**Short exercise:** Pull out every line below that contains the word "mask", matching case exactly.

==*==

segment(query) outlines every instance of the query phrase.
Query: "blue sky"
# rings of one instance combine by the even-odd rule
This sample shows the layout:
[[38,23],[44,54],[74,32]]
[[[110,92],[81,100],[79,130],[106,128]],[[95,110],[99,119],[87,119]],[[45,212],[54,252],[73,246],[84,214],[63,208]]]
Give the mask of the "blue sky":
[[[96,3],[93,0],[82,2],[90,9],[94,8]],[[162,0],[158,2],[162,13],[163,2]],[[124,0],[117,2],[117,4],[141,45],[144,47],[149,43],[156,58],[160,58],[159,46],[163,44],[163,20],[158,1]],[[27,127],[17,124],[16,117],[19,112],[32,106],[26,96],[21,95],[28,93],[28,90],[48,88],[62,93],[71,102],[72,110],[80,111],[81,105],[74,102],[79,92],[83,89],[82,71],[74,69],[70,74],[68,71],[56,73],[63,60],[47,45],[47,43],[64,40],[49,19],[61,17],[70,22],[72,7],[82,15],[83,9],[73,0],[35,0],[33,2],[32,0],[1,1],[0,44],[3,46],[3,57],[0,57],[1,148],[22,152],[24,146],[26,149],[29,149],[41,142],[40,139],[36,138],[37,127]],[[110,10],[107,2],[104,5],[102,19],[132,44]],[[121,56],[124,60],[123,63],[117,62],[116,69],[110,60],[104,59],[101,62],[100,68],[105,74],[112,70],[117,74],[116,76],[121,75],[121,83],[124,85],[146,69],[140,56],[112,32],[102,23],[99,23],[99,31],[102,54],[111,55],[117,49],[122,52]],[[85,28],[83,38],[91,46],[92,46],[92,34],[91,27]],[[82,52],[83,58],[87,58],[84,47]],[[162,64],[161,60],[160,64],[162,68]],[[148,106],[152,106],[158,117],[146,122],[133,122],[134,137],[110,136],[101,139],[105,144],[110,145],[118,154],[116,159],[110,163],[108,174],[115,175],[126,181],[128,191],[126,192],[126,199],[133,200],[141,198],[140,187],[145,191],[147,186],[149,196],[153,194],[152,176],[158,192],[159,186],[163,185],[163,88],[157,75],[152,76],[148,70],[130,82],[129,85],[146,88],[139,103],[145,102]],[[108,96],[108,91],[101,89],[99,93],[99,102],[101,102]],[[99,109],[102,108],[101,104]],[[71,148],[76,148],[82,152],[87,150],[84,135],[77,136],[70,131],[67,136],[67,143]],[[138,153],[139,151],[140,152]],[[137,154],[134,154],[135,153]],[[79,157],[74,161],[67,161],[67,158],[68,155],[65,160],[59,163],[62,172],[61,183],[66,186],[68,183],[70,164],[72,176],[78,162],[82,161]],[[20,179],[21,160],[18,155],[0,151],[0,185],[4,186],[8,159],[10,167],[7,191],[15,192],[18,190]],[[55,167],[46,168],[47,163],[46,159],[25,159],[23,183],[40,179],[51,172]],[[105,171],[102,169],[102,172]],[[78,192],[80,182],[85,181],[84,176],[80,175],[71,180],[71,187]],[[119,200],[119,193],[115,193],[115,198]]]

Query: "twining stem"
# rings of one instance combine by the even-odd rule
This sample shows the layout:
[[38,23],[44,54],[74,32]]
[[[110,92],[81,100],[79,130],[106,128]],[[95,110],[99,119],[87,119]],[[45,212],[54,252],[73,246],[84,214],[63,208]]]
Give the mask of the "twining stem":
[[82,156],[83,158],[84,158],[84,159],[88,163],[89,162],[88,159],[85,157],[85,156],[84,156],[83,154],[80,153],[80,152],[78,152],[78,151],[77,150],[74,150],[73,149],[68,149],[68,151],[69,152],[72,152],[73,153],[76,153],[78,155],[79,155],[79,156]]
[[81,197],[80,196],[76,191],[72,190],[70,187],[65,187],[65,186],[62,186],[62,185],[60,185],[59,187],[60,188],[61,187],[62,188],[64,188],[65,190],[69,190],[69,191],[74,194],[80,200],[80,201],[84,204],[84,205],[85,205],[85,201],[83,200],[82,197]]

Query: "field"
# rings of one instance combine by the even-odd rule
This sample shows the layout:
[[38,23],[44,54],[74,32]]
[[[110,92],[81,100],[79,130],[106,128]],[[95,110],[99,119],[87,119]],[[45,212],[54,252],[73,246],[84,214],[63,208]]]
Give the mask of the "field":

==*==

**Response to this task:**
Give the mask of the "blue sky":
Give the mask of the "twining stem":
Give the mask of the "field":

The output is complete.